Exercise:
Please render every line of the items below as a JSON list of strings, one string per line, with blank lines left out.

Provided material:
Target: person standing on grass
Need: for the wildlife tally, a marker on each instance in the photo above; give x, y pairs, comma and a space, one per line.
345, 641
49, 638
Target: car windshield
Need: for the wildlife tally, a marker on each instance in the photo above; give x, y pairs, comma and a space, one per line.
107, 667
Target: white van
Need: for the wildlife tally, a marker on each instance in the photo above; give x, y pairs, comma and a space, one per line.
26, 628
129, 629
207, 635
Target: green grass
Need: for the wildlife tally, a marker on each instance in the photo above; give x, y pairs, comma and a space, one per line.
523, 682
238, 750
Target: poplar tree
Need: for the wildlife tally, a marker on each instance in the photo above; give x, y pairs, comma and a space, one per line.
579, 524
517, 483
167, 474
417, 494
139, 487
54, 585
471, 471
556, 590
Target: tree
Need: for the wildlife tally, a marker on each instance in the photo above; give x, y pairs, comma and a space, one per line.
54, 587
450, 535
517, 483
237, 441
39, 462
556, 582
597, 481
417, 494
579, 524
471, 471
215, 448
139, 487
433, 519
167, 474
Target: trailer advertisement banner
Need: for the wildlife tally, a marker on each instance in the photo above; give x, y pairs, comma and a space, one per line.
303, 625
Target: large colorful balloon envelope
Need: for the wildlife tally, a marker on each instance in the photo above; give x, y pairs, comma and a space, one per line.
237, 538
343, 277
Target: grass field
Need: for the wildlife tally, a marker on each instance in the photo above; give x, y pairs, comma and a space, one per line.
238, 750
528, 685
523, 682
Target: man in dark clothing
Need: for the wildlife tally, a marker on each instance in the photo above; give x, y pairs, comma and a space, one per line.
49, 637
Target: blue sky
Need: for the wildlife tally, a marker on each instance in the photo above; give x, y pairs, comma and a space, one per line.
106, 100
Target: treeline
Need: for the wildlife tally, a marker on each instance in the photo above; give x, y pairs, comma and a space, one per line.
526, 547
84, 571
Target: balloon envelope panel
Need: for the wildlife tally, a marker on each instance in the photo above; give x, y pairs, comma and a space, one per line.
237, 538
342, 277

Final result:
[
  "Target: person standing on grass",
  "Need: for the wildlife tally, a marker on each instance in the photo above; give x, y pairs, comma and a space, one per line.",
  "345, 641",
  "49, 638",
  "Target: car windshield",
  "Need: for the wildlife tally, a marker on each instance in the photo above; give x, y pairs, comma and a space, one per line.",
  "107, 667",
  "Target: white van",
  "Need: for the wildlife tally, a marker on each instance in the photo above; give x, y pairs, comma and a space, one per line.",
  "26, 628",
  "129, 629",
  "207, 635",
  "Target: green grass",
  "Need: for the wildlife tally, a marker on each instance in the photo above; give x, y pairs, comma and a space, one per line.",
  "523, 682",
  "238, 750",
  "Target: poplar tree",
  "Need: for the wildlife tally, a marker on each instance in the photo above; give x, y pairs, comma and a space, one per line.",
  "579, 524",
  "517, 483",
  "167, 474",
  "417, 494",
  "139, 487",
  "54, 585",
  "471, 471",
  "556, 590",
  "Target: tree",
  "Need: for the wildlife tally, a marker on each instance in the photo above; give x, y pairs, comma and a space, one per line.",
  "54, 587",
  "450, 535",
  "517, 483",
  "237, 441",
  "39, 462",
  "556, 582",
  "597, 481",
  "417, 494",
  "579, 524",
  "471, 471",
  "215, 448",
  "139, 487",
  "433, 519",
  "167, 474",
  "Target: trailer advertisement banner",
  "Need: for the wildlife tally, a marker on each instance in the photo above; give x, y pairs, comma and a space, one per line.",
  "303, 625",
  "Target: large colorful balloon envelope",
  "Need: for the wildlife tally, a marker on each instance in the photo above; give x, y pairs, comma and a space, one per line.",
  "237, 538",
  "343, 277",
  "Target: grass field",
  "Need: for the wildlife tally, a marker on each instance in the photo above; give x, y pairs, comma and a space, one per line.",
  "238, 750",
  "528, 685",
  "523, 682",
  "Target: man in dark clothing",
  "Need: for the wildlife tally, a marker on each instance in the photo above; give x, y pairs, comma and a space, one per line.",
  "49, 637",
  "Target: blue sky",
  "Need: for the wildlife tally, a marker on each instance in the photo above; give x, y pairs, comma and a space, one per line.",
  "106, 100",
  "Target: treeline",
  "Need: for the wildlife tally, a marker on each instance in the photo above; give x, y pairs, comma and a space, one per line.",
  "526, 547",
  "84, 571",
  "Target: balloon envelope panel",
  "Need: for the wildlife tally, a marker on each instance in the photo above; give x, y pairs, comma and a space, one per line.",
  "237, 538",
  "342, 277"
]